AFACT, the intent is that nodes along the path of a packet containing
in-situ ippm data may modify the ippm data as described in
draft-ietf-ippm-ioam-data. Your comment confirms my belief that part
of the intent is that intermediate nodes, specifically nodes that are
not addressed by the destination address of a packet, may also modify
ippm data.

If this is correct, then I understand how this process could work
correctly with hop-by-hop options. However, I don't understand how
this can work correclty with encapsulation where the ippm data is
within the encapsulation. IP has no allowance for intermediate nodes
to modify transport payloads. For example, if UDP payloads are being
modified in the network, then this introduces the possibility of
silent  corruption when the port number is misinterpreted.

Thanks,
Tom


> Thanks,
>
> Thumb typed by Carlos Pignataro.
> Excuze typofraphicak errows
>
>> On Apr 21, 2018, at 11:05, Tom Herbert <t...@herbertland.com> wrote:
>>
>> On Fri, Apr 20, 2018 at 12:03 PM, Carlos Pignataro (cpignata)
>> <cpign...@cisco.com> wrote:
>>> Tom,
>>>
>>> On Apr 17, 2018, at 10:22 AM, Tom Herbert <t...@herbertland.com> wrote:
>>>
>>> On Tue, Apr 17, 2018 at 12:51 AM, Frank Brockners (fbrockne)
>>> <fbroc...@cisco.com> wrote:
>>>
>>>
>>> Hi Tianran,
>>>
>>> Tom's note already includes the hint: You'll add IOAM data to the
>>> protocol/layer that you're interested in monitoring. Again using Geneve over
>>> IPv6 as an example:
>>> * If you're interested in the overlay, i.e. Geneve (e.g. timestamping the
>>> packet when it enters and exists the tunnel) - you'd add IOAM data to Geneve
>>> * If you're interested in the underlay, i.e. IPv6 (e.g. you'd like to
>>> understand which path packets take in the v6 network) - you'd add IOAM data
>>> to IPv6
>>> * If you're interested in both, then you'd add IOAM data to Geneve and IPv6
>>>
>>> Frank,
>>>
>>> In that case why not just use a hop-by-hop option for measuring the
>>> underlay and a destination option for measuring the overlay? The
>>> advantage is that this works _any_ IP encapsulation method or any IP
>>> protocol for that matter.
>>>
>>>
>>> Because you want to instrument the layer that you want to measure.
>>> Because there’s cases with more unnatural layering where there’s a desire to
>>> correlate and compare measurements across layers (in a way in which, for
>>> example, the Service layer is tested in a service chaining scenario, not the
>>> IPv6 hop-by-hop.

++++++++++

__Given request 1__.
Convert the listing below into a numbered list, with no blank lines.

__Extracted entries__.
++++++++++

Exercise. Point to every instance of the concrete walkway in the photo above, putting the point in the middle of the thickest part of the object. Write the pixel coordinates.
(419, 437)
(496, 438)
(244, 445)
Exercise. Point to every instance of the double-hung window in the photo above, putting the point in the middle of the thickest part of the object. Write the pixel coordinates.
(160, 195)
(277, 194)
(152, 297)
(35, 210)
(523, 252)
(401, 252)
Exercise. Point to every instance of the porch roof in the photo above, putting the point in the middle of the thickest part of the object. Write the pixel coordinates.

++++++++++

__Given request 2__.
From the email about in-situ ippm data, repeat word for word the part starting with "AFACT, the intent" and going on through "number is misinterpreted.".

__Task output 1__.
1. Exercise. Point to every instance of the concrete walkway in the photo above, putting the point in the middle of the thickest part of the object. Write the pixel coordinates.
2. (419, 437)
3. (496, 438)
4. (244, 445)
5. Exercise. Point to every instance of the double-hung window in the photo above, putting the point in the middle of the thickest part of the object. Write the pixel coordinates.
6. (160, 195)
7. (277, 194)
8. (152, 297)
9. (35, 210)
10. (523, 252)
11. (401, 252)
12. Exercise. Point to every instance of the porch roof in the photo above, putting the point in the middle of the thickest part of the object. Write the pixel coordinates.

__Task output 2__.
AFACT, the intent is that nodes along the path of a packet containing
in-situ ippm data may modify the ippm data as described in
draft-ietf-ippm-ioam-data. Your comment confirms my belief that part
of the intent is that intermediate nodes, specifically nodes that are
not addressed by the destination address of a packet, may also modify
ippm data.

If this is correct, then I understand how this process could work
correctly with hop-by-hop options. However, I don't understand how
this can work correclty with encapsulation where the ippm data is
within the encapsulation. IP has no allowance for intermediate nodes
to modify transport payloads. For example, if UDP payloads are being
modified in the network, then this introduces the possibility of
silent  corruption when the port number is misinterpreted.